── READING PASSAGE

Joanna Seddon, Managing Partner, Presciant
The most valuable sports brands are worth billions of dollars, whether they are event brands, like the Premier League, Superbowl, or Formula One, or individual team brands such as Manchester United and the Dallas Cowboys. Their value is roughly comparable to the Coca-Cola brand, even if not as many billions as tech giant brands Apple, Google, or PayPal.
The Olympics was the most valuable of all sports brands, because of its ability to unite, excite and inspire almost everyone on the planet, by showcasing the pinnacle of what humans can physically achieve.
This is why companies such as Visa, MacDonald’s, Toyota, Samsung and P&G have paid millions to associate their brands with the Olympic brand, hoping that sparks from its golden halo of excellence and global unity will fall on them.
Behind the glamor of the Olympics, there has always been skullduggery. The brand has survived, ties to undesirable regimes, from Nazi Germany to the Soviet Union, and multiple corruption scandals most recently, the uncovering of a large-scale athlete doping scheme by the Russian government, forcing its athletes to dodge around and compete as individuals.
But just look at the Tokyo Olympics! Besieged by issues from all sides – a year’s postponement, scrapping of stadium plans as costs ballooned, last-minute dismissals of its composer, Keigo Oyamada for boasting of bullying disabled classmates and creative director Kentaro Kobayashi for making jokes about the holocaust, empty stadiums, competitors collapsing from crashes and the heat, the breakdown of younger athletes under the intolerable stress of performing alone, to mass protests from a Japanese public, appalled at this extravagant show as COVID cases soared.
The extent to which the Olympics brand has been tarnished is shown by Toyota’s decision to pull out from a sponsorship which it paid around $200 M a year, without counting the activation costs, which were many multiples of that. A brand making financial sacrifices to disassociate itself from the Olympics is something completely new.
How much value has the Olympics brand lost? You can argue that it has been declining for years. The brand has become old and stale, not reinvented in its essentials since 1936. It’s telling that the major global sponsors are mostly traditional, long-established brands—Visa, MacDonald’s, Coca-Cola, not the modern tech brands or emerging brands like Samsung was in 19X when, as a small, unknown Korean chip company, it took the bold step of sponsoring the Olympics, catapulting itself to global fame, or the many start-ups who invest in the Superbowl.
Great brands must continually evolve and reinvent themselves, as Apple does every year, and Microsoft has just done under Nadella. The Olympics has not done that. Instead, it has over-extended its product portfolio and diluted its brand value, expanding into sport after sport, trying to mop up golf and tennis, which you can argue are games not sports and which already have their own established global organizations, and adding fringe activities which have little to no global following, for example, synchronized diving. The Chinese are zoning in on these, with a cunning disruption strategy of picking up medals around the edges, to raise their total count.

────

Answer these questions using the article on the Olympics brand.
1. Which company decided to pull out of its Olympic sponsorship, and roughly how much did it pay per year?
2. Since what year, according to the article, has the brand not been reinvented in its essentials?
3. Which two sports does the article say the Olympics has tried to mop up?

── INFORMATION

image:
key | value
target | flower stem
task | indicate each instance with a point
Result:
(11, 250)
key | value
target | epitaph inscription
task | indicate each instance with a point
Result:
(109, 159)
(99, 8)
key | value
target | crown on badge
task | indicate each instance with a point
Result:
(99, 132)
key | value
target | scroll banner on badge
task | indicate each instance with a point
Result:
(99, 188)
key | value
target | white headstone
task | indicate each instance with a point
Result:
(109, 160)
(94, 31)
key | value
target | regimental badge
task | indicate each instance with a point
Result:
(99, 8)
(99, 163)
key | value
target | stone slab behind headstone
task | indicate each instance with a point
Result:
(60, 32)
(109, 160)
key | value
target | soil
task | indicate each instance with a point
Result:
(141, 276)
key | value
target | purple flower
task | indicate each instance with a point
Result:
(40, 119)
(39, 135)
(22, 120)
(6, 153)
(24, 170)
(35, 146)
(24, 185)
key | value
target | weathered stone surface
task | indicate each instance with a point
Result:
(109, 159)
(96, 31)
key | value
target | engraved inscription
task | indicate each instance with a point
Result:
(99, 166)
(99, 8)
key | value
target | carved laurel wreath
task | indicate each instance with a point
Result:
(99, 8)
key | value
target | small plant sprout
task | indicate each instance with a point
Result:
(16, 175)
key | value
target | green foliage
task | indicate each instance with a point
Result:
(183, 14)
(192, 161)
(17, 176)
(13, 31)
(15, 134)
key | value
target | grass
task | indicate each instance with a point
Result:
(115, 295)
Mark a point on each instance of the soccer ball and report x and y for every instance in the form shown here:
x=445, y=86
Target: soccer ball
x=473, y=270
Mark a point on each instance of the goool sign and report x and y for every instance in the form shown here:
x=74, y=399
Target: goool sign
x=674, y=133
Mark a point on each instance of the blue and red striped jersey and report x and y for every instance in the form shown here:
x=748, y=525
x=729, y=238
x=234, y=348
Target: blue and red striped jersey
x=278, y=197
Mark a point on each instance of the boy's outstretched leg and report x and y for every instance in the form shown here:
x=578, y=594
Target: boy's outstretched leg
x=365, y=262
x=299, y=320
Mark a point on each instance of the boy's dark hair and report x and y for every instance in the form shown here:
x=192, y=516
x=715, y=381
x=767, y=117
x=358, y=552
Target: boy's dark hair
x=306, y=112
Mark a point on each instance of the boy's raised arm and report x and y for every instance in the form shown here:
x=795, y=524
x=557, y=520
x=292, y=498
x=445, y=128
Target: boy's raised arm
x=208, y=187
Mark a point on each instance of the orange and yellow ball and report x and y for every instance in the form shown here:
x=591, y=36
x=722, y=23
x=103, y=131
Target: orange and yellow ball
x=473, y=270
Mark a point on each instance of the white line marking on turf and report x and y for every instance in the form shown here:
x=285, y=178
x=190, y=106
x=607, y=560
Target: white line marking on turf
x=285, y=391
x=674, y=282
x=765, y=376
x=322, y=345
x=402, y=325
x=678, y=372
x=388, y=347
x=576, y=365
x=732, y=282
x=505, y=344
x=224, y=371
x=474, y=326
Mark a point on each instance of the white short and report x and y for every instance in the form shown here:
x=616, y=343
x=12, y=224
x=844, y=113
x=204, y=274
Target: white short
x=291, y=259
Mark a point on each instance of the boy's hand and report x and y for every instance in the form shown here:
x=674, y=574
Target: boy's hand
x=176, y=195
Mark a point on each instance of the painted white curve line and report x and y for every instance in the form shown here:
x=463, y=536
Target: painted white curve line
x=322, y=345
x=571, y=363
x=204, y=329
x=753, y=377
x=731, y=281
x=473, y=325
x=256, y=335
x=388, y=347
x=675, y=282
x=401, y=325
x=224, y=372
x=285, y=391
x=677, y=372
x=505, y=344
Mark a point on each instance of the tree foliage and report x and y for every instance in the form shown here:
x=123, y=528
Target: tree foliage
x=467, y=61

────

ANSWER SPACE:
1. Toyota, which paid around $200 M a year.
2. 1936.
3. Golf and tennis.